Copy out the blog post below about Olin's Niagara Falls chlorine plant, word for word and in full.

## TEXT PASSAGE
╔══

Tuesday, January 27, 2009

Olin Corp. Invites Georgians To See What They Are Willing To Do For Others But Not For Them

(Interesting update at bottom)
I try to focus on mercury emission legislation and not report on individual plant issues but I have had a soft spot in my heart for the Oceana group and their fight to eliminate mercury from all chlorine manufacturing. So this story jumped out at me.

See older posts on subject here, here, here and here.

Olin has invited the folks living in the Augusta area to watch a program on the Discovery Channel about how cool they are making chlorine without mercury up in Niagara Falls, NY. They must have done this simply to rub Georgians' noses in it, because they refuse to employ the same technique in their Augusta plant. What are the people of Georgia to think about while they watch this show? "Gee, that is really neat how they don't pollute the water anymore up in New York."

A couple excerpts from a Blog called The Outsider at Augusta.com will explain.

Ever wondered how Olin makes chlorine? Next week’s Discovery Channel program, HowStuffWorks, features the company’s modern—and mercury-free—plant in Niagara Falls, N.Y.

“Because we have a production facility in your area, we believe local residents could be interested in watching,” said a news release sent to us this week from Olin’s corporate headquarters.

╚══

## DATA EXCERPTS
╔══

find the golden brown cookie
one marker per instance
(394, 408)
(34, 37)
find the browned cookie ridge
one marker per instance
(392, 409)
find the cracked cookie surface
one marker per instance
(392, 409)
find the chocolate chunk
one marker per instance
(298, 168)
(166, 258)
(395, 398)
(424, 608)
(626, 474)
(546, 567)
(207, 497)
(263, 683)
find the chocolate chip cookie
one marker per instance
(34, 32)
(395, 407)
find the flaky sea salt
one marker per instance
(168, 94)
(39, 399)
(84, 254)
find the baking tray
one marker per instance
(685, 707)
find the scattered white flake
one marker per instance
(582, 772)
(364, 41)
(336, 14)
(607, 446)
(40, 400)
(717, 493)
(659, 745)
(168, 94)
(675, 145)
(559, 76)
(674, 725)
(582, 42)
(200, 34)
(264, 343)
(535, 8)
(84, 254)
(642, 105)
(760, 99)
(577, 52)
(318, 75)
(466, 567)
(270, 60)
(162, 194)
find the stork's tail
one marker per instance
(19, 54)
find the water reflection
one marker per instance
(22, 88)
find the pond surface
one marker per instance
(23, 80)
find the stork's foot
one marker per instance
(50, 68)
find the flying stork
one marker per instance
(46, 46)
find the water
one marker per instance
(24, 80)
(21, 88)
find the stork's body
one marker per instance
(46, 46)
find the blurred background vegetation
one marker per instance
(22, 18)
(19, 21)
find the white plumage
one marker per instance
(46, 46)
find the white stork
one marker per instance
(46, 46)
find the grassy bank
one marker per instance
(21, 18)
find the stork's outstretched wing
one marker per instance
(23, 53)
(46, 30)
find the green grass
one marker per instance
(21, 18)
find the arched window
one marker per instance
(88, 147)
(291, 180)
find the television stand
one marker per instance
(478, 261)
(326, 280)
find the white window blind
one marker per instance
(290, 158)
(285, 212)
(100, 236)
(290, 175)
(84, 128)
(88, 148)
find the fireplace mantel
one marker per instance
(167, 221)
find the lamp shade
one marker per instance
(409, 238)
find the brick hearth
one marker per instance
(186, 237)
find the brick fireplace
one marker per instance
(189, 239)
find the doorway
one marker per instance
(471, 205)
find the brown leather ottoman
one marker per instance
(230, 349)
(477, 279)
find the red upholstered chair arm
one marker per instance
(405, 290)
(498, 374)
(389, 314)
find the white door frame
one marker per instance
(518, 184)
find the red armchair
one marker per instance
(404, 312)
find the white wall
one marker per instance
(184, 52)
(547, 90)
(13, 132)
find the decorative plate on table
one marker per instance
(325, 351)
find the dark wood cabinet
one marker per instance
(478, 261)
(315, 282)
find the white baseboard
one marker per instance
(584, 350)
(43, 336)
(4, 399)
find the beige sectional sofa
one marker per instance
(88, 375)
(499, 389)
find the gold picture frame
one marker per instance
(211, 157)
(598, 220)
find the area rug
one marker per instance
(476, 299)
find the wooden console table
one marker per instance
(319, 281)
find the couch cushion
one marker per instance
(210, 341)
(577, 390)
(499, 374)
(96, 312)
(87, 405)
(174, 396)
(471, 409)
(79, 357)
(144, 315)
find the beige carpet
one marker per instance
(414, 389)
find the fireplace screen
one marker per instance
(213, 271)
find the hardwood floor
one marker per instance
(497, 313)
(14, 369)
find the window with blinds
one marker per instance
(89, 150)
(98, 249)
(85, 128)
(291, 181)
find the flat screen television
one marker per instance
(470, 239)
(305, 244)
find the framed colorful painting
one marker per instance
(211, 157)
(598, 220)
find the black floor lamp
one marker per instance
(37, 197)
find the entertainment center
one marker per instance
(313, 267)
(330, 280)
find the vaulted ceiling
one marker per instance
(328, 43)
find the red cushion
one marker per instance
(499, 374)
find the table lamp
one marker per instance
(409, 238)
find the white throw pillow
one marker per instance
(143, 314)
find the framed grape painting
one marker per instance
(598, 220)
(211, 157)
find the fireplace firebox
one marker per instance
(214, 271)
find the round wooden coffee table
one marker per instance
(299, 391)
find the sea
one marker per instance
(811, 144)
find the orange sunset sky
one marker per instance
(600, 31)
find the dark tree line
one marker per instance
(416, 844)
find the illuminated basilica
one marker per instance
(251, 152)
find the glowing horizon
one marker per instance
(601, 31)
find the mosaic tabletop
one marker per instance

╚══

## RESPONSE TO THE EXERCISE
Tuesday, January 27, 2009

Olin Corp. Invites Georgians To See What They Are Willing To Do For Others But Not For Them

(Interesting update at bottom)
I try to focus on mercury emission legislation and not report on individual plant issues but I have had a soft spot in my heart for the Oceana group and their fight to eliminate mercury from all chlorine manufacturing. So this story jumped out at me.

See older posts on subject here, here, here and here.

Olin has invited the folks living in the Augusta area to watch a program on the Discovery Channel about how cool they are making chlorine without mercury up in Niagara Falls, NY. They must have done this simply to rub Georgians' noses in it, because they refuse to employ the same technique in their Augusta plant. What are the people of Georgia to think about while they watch this show? "Gee, that is really neat how they don't pollute the water anymore up in New York."

A couple excerpts from a Blog called The Outsider at Augusta.com will explain.

Ever wondered how Olin makes chlorine? Next week’s Discovery Channel program, HowStuffWorks, features the company’s modern—and mercury-free—plant in Niagara Falls, N.Y.

“Because we have a production facility in your area, we believe local residents could be interested in watching,” said a news release sent to us this week from Olin’s corporate headquarters.